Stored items
——
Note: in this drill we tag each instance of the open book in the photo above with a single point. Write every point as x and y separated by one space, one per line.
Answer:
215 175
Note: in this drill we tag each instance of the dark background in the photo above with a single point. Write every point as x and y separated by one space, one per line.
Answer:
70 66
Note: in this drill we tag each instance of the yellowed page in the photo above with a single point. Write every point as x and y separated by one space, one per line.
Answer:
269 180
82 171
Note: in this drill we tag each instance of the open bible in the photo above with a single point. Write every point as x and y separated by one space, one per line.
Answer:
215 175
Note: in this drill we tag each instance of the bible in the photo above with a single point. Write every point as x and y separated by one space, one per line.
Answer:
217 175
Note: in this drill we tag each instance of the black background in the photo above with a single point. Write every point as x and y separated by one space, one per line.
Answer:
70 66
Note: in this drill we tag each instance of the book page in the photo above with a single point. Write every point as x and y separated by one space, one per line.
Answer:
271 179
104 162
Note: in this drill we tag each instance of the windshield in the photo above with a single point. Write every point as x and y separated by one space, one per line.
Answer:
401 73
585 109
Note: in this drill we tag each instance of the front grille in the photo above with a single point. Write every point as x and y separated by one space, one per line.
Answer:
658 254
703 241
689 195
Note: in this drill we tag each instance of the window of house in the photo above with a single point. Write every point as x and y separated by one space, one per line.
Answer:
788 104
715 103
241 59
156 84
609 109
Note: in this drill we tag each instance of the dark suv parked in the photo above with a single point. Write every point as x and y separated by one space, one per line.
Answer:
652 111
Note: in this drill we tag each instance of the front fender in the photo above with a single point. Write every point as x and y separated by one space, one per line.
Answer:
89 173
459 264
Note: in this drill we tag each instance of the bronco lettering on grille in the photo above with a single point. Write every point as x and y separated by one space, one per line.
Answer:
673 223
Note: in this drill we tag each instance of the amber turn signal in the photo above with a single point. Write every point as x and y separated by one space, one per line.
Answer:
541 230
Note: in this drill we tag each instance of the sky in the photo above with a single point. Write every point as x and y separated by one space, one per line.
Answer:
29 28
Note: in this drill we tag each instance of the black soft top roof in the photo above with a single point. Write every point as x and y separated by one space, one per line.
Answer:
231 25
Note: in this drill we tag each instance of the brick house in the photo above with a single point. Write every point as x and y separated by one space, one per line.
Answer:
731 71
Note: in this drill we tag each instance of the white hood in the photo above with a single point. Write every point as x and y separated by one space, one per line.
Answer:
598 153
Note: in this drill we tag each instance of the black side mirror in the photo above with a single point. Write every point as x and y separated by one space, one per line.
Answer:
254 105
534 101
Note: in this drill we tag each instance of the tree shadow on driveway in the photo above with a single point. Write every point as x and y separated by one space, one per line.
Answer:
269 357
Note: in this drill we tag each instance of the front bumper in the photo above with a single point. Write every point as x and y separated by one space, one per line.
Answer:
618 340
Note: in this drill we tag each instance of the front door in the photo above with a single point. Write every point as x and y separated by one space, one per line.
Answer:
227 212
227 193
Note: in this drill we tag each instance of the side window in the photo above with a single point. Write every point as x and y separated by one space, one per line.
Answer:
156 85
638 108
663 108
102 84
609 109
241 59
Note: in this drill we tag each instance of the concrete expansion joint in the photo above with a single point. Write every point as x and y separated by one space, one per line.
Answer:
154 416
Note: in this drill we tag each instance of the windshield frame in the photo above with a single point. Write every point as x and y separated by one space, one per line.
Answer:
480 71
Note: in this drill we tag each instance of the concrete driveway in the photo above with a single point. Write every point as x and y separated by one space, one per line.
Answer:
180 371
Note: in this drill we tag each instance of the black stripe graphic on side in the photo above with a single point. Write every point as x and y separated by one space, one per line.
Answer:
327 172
——
# [Directions for this task]
Can you put every line of the listing above, from the line containing "the windshield frame" through the end of the listing, into a JSON list of strings with one string per line and no blank lines?

# [Correct answer]
[
  "Note: in this drill we tag each instance of the windshield frame in the photo above with a single point. Write every point as x and y separated by one space, one per line.",
  "Answer:",
  "480 71",
  "Note: in this drill we tag each instance of the concrete driveway in the photo above with a single point. Write every point as x and y separated by one space, one per line.",
  "Answer:",
  "180 371",
  "Note: in this drill we tag each instance of the black stripe graphic on side in the photo above with a single point. Write every point as x and y separated by one space, one per line.",
  "Answer:",
  "327 172"
]